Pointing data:
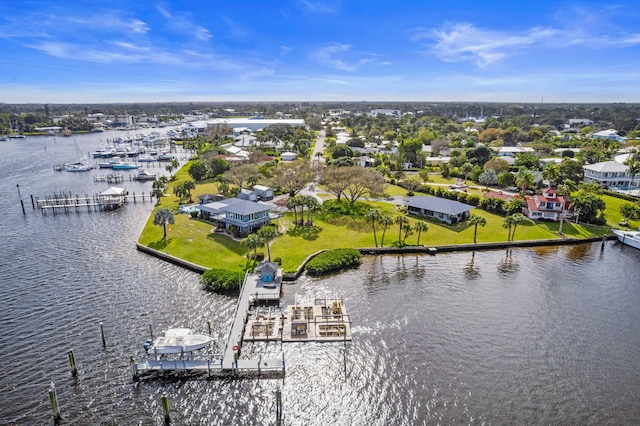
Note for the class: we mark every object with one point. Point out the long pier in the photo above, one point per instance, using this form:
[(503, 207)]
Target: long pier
[(257, 288)]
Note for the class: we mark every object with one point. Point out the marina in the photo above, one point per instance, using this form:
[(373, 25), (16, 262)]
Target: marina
[(436, 339)]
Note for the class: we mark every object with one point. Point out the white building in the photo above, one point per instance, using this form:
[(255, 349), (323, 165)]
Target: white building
[(389, 112), (610, 174)]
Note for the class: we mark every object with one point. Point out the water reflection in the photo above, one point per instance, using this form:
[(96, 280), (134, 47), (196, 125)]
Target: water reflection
[(471, 271), (508, 264)]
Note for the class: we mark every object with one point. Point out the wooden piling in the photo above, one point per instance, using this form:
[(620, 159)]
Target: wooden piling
[(278, 407), (55, 407), (72, 364), (165, 408), (104, 342), (134, 368)]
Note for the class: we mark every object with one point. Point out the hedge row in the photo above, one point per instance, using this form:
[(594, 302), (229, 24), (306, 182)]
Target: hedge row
[(221, 280), (333, 260)]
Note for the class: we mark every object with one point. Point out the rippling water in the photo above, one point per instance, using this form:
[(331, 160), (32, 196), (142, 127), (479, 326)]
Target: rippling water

> **JOB**:
Please reproduce all of the data above word for word, leaving out the pictures.

> **FINAL ANSWER**:
Note for the class: we mark every object with one point. Point out the long pier in the photo above, one point per instance, using this form:
[(503, 207)]
Target: long pier
[(257, 288)]
Note for the class: we mark every object with one point. Point out the marina in the photo above, one point per instance, using this form:
[(373, 25), (16, 262)]
Target: marina
[(436, 339)]
Note for the class: we mark every object with one point. Point out the white building in the photo above, one point per instance, using this form:
[(255, 349), (323, 165)]
Target: white building
[(389, 112), (610, 174)]
Note for the class: we mark every object with one point. Point out the water reflection in the photo above, one point per instance, using this form:
[(96, 280), (134, 47), (196, 125)]
Target: water reflection
[(471, 271), (508, 264)]
Note for the class: we mark every object with one point. Point out the wooden piling in the photo above, one point per instance, using this form:
[(620, 159)]
Target: wooden piling
[(278, 407), (55, 407), (72, 364), (165, 408), (104, 342), (134, 368)]
Note for the class: we mark every object with one point. Point out the hedge row in the photo above, one point per instance, using this form:
[(594, 302), (229, 24), (306, 182)]
Target: hedge row
[(221, 280), (333, 260)]
Note for the class: we mark every object with one point. Point out the rippling water in the photo above, one point per instance, using this form:
[(331, 160), (32, 196), (142, 127), (479, 326)]
Target: rippling water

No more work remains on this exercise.